◆ **Your assignment**: For the string "denim", search the entries below and copy every line where it appears.

◆ **Input records**:
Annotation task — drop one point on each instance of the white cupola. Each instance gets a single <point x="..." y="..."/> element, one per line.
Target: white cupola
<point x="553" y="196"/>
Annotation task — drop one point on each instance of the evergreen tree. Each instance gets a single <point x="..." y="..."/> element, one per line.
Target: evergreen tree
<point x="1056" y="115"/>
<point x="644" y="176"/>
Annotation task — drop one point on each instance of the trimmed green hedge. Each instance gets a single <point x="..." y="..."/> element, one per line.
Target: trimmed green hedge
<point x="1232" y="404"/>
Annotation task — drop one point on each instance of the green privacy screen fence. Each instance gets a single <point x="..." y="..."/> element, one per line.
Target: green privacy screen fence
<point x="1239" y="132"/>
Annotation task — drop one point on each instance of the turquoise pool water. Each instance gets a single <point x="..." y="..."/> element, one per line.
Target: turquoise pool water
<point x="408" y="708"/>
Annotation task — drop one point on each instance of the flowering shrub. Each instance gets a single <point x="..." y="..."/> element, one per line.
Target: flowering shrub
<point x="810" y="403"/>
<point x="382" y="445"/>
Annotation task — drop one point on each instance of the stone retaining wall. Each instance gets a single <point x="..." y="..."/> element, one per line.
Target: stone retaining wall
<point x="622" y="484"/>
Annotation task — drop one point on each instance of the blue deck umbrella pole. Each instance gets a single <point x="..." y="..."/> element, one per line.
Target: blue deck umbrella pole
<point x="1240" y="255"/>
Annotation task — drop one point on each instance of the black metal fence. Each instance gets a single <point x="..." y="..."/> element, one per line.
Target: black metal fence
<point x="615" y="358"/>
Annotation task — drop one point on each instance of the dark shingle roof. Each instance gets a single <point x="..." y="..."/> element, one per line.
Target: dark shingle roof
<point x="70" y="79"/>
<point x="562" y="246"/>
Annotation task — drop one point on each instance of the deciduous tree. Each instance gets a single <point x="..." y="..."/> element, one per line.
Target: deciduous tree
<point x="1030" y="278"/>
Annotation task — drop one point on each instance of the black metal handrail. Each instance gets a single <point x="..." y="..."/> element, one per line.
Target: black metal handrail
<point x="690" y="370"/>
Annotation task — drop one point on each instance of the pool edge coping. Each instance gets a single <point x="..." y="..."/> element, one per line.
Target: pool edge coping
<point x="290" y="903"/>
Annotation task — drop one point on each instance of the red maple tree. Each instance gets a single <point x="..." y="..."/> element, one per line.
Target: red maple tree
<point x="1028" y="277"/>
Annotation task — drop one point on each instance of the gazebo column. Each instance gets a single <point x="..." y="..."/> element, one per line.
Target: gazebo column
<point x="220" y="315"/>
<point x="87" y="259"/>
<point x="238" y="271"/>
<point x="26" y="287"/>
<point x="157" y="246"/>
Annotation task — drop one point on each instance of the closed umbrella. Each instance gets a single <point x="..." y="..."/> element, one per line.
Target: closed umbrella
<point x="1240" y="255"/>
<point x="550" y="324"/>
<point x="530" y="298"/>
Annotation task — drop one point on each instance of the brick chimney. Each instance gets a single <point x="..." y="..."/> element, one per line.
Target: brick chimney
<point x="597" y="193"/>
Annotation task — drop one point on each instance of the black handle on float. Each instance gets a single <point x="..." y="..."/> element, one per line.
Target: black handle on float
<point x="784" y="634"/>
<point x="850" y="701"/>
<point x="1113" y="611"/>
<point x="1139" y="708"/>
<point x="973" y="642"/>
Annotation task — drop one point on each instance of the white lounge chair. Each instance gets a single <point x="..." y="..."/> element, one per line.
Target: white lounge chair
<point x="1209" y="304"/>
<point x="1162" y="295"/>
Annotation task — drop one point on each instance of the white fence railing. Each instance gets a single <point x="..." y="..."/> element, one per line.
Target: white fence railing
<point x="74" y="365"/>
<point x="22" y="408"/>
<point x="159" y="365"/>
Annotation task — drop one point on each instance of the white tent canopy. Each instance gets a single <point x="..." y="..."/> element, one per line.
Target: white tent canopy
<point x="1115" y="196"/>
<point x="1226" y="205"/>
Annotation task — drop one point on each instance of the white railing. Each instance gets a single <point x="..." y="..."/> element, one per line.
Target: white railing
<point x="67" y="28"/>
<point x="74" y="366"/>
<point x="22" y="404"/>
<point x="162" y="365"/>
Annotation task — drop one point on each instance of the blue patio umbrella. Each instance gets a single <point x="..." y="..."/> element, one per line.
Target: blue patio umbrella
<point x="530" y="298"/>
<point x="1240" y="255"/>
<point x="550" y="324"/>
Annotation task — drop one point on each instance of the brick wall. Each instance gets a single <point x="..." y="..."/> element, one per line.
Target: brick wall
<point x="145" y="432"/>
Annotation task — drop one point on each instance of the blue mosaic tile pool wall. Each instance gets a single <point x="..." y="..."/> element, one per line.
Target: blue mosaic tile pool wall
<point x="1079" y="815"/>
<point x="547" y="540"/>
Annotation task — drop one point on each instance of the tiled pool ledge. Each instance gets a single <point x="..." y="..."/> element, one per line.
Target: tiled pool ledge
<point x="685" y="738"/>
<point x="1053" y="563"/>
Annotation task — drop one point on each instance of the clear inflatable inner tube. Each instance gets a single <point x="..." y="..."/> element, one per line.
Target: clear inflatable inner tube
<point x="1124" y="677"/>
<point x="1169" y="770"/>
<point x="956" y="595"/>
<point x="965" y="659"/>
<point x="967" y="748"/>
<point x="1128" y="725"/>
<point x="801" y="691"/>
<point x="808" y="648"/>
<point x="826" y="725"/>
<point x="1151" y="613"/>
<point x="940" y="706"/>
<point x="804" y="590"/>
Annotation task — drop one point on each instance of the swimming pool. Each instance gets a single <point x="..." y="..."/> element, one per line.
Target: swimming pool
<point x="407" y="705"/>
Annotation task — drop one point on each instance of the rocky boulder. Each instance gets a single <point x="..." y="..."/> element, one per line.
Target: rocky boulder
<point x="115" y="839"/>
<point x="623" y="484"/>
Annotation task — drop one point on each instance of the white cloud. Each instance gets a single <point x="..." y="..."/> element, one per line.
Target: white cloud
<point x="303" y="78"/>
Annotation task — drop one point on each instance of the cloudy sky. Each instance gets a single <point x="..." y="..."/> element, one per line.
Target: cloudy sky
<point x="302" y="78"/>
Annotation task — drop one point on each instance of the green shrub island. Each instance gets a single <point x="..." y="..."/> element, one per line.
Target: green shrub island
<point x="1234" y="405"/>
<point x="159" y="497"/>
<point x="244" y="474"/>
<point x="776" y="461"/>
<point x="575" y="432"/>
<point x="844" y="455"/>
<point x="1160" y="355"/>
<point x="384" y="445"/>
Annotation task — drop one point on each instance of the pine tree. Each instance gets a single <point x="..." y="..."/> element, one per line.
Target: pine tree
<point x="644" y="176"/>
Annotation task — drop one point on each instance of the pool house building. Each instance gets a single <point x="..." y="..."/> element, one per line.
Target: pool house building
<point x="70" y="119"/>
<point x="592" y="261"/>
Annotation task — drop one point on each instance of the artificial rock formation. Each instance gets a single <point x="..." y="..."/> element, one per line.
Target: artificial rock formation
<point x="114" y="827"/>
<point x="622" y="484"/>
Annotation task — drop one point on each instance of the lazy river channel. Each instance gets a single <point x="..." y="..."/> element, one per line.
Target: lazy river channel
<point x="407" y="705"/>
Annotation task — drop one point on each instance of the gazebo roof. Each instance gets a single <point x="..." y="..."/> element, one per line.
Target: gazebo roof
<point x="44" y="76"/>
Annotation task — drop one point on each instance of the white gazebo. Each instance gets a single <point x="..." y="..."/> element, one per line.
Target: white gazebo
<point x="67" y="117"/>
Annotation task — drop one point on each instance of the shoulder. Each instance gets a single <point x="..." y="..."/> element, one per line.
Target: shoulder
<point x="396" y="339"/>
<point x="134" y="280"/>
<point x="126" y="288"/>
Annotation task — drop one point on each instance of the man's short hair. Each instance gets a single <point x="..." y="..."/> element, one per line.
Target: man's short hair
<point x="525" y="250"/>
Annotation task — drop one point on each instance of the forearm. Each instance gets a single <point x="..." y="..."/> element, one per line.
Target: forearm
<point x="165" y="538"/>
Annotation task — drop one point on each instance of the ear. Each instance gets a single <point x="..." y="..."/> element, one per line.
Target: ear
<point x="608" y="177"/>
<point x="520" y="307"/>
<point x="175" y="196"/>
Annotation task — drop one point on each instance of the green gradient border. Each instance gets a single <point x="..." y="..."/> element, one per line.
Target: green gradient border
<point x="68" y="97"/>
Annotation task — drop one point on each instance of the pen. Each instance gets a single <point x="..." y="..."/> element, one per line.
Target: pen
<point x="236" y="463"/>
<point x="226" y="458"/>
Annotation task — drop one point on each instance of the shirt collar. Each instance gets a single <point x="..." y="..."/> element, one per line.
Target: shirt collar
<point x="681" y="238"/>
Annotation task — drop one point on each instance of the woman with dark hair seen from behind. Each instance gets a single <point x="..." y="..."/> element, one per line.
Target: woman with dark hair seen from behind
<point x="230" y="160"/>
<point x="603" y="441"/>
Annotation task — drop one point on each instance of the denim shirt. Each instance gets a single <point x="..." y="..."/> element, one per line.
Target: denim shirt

◆ **Your response**:
Annotation task — drop one point on each instance of the denim shirt. Each instance gets a single <point x="..." y="..."/> element, one per line.
Target: denim shirt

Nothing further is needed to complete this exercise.